#### PROBLEM DESCRIPTION:
Rewrite the investment casting passage from "Fig. 4 is an" to "indicate like elements.", replacing "reference numerals" with "reference numbers".

----- ARTICLE

Aspects of the disclosure may provide a mechanical arm including investment casting pattern holding devices disclosed herein. For example, the investment casting pattern holding device may be provided as an integrated part of the mechanical arm or it may be provided as a separate attachment which is removable from the mechanical arm. For example, aspects may provide a kit of parts including a mechanical arm, and an investment casting pattern holding device of the present disclosure. The mechanical arm may be provided with a removable investment casting pattern holding device removably attached thereto.

For example, aspects may provide a mechanical arm for holding casting patterns while investment materials are simultaneously applied to said casting patterns. The arm comprises: (i) a body; (ii) a first casting pattern holder coupled to the body to be rotatable relative to the body about a first rotation axis; and (iii) a second casting pattern holder coupled to the body to be rotatable about a second rotation axis different to the first rotation axis. The arm may be configured to drive rotation of the first casting pattern holder about the first rotation axis and rotation of the second casting pattern holder about the second rotation axis.

Aspects of the disclosure may provide a computer program product comprising computer program instructions configured to program a controller to control operation of an investment casting pattern holding apparatus of the present disclosure to perform methods of the present disclosure.

Figures

Some embodiments will now be described, by way of example only, with reference to the figures, in which:

Fig. 1 is a schematic diagram of an example investment casting pattern holding device.

Fig. 2 is a schematic diagram of an example robotic arm for use with example investment casting pattern holding devices of the present disclosure.

Fig. 3 is a partial side-on view of an example investment casting pattern holding device.

Fig. 4 is an exploded view of a portion of a body of an example investment casting pattern holding device.

Figs. 5a to 5c are schematic diagrams of an example investment casting pattern holding device. Figs. 6a and 6b are schematic diagrams of example investment casting pattern holding devices.

In the drawings like reference numerals are used to indicate like elements.

Specific Description

Aspects of the present disclosure provide a device for holding casting patterns to which investment materials are to be applied. Each casting pattern is held by a casting pattern holder. At least one casting pattern holder can itself rotate in addition to rotational and/or translational movement of the device as a whole. A casting pattern held by that casting pattern holder may therefore rotate about a rotation axis associated with that casting pattern holder. This rotation of the casting pattern about the rotation axis is an additional rotation to any translational/rotational movement imparted to it through rotation/translation of the device itself. When investment materials are sprayed onto the casting patterns from one direction, the casting pattern holder may rotate about its rotation axis so that each region of an outer surface of the casting pattern held by that casting pattern holder receives an even amount of spray from the one direction.

Fig. 1 shows an example investment casting device 100. The device 100 includes a first casting pattern holder 121 arranged to hold a first casting pattern and a second casting pattern holder 122 arranged to hold a second casting pattern. A body of the device 100 includes a carrier 150, a wheel 151 , a shield 152 and a shaft 170. The shaft 170 includes a connection 171.

----------
----- MATERIAL SHOWN

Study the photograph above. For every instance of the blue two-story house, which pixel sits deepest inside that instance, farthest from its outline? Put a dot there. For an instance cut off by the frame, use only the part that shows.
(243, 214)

----------
----- MATERIAL SHOWN

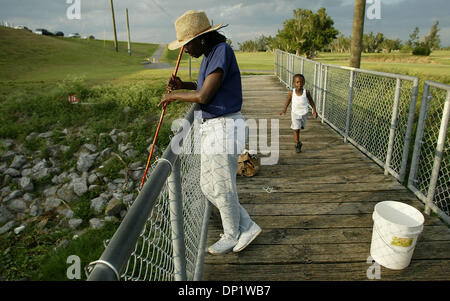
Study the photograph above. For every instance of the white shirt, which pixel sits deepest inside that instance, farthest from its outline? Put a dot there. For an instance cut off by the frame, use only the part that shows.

----------

#### WORKED SOLUTION:
Fig. 4 is an exploded view of a portion of a body of an example investment casting pattern holding device.

Figs. 5a to 5c are schematic diagrams of an example investment casting pattern holding device. Figs. 6a and 6b are schematic diagrams of example investment casting pattern holding devices.

In the drawings like reference numbers are used to indicate like elements.